▽

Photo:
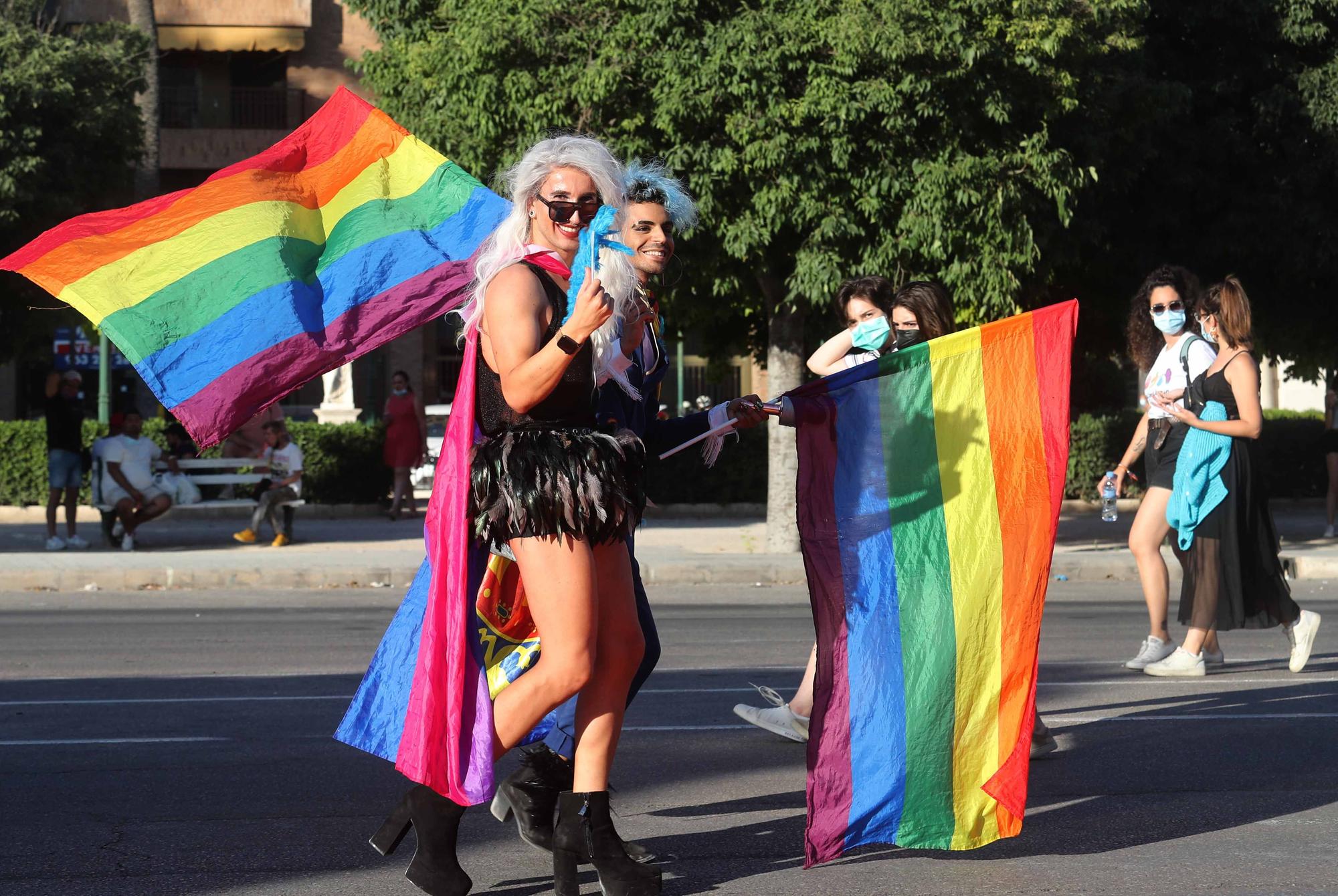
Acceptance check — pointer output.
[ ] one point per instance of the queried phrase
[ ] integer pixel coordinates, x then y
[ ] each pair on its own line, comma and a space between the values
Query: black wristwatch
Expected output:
568, 344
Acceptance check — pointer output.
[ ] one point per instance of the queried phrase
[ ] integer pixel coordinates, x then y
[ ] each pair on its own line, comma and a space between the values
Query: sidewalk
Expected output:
365, 552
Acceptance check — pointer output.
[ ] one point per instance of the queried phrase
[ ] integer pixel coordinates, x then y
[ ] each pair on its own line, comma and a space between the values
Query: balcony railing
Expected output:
236, 108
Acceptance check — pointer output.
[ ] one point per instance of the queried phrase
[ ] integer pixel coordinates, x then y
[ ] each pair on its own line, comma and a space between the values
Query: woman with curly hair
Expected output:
1162, 342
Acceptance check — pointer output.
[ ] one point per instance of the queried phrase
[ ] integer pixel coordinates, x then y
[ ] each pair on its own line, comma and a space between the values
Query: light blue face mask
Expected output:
1169, 322
870, 336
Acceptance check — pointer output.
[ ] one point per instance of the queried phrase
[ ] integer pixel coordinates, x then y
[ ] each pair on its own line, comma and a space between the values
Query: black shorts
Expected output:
1159, 463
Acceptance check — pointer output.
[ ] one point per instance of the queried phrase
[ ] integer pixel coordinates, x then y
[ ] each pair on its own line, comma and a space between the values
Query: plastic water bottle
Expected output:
1110, 513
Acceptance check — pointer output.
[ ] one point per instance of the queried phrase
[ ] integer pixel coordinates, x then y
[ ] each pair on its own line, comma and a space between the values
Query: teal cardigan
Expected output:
1198, 486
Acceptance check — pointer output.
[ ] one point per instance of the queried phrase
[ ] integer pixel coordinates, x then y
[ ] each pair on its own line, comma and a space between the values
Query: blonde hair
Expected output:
1228, 302
506, 245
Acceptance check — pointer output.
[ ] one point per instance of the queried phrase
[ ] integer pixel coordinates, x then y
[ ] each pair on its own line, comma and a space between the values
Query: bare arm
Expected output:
514, 320
830, 356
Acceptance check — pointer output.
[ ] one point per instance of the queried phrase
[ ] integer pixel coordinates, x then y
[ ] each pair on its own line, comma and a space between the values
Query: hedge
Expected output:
345, 462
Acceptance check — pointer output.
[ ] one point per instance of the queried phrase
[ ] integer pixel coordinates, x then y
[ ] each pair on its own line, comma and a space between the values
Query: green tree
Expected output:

△

> Assignment
Repeat the data in full and exactly. Omit pictures.

> Result for this exercise
Photo:
Acceptance check — pointer output.
[ ] one point per instance of the queried phrase
[ ] integer pixel coordinates, x then y
[ ] each pair on its own line, comma and a space between the values
Query: black wristwatch
Expected output:
568, 344
Acceptance check — pointer output.
[ ] one point per instance of the queried phrase
[ ] integer pixel coordinates, x then y
[ ] each pair on its own line, comma and a space between the values
Query: sidewalk
Expected output:
365, 552
Acceptance check — pointer output.
[ ] one point per instance of the queried phrase
[ ] integer pixel coordinates, x then y
[ ] each pair on its own line, comma and a space between the values
Query: balcony railing
Expected output:
236, 108
Acceptance check — pointer output.
[ ] one point per instance of the queried phrase
[ ] integer pixel coordinates, x then y
[ ] each pair on its own line, comma and a space between the values
Query: woman with curly hair
Expected output:
1162, 342
Acceptance check — pointer output.
[ ] one point per instance of the queried phrase
[ ] integer pixel coordinates, x then y
[ ] each pair on its own line, comma and a space between the values
Query: light blue face mask
Expected output:
1169, 322
870, 336
Acceptance check — pointer output.
[ ] one point per instance of the queried phrase
[ ] integer pixel coordinates, x then y
[ ] each pair on its own line, comma and a space between the values
Query: black shorts
Expected output:
1159, 463
Acceptance check — pointer output.
[ ] one point per instance of the queried phrase
[ ] integer pixel coordinates, x then y
[ ] each pair on its own line, comma and a space between the values
Query: plastic water bottle
Expected output:
1110, 513
Acceptance check — pointer output.
[ ] one point per instance of the queried phrase
[ ] integer pixel coordinates, x then y
[ ] each pair on its own line, comma and a space between the values
Query: teal cardigan
Expected output:
1198, 486
Acceptance check — pointer output.
[ ] one point per instance of the queried phrase
[ ] integer pixel coordinates, x then y
[ ] each pair on its own line, comma and a space between the values
Query: blonde hair
Expected output:
1228, 302
506, 245
Acceptance check — pointer output.
[ ] one point per instance of the queried phrase
[ ] integer pixel coordinates, x then y
[ ] each pair on its own line, comma and a space between the values
Query: bare arm
Expected output:
514, 320
830, 356
Acceptance check — pointer output.
[ ] one point per instance of the queried phrase
[ ] integer pixel coordinates, x then y
[ ] each pair on its own line, comma and a space between the values
Query: hedge
Expected output:
345, 462
Acceptance check — pointer output.
[ ] one point per instance of the queried phrase
[ ] integer pixel coordinates, x then y
[ ] each pair on its own line, comma and a space between the values
Query: green tree
Expected output:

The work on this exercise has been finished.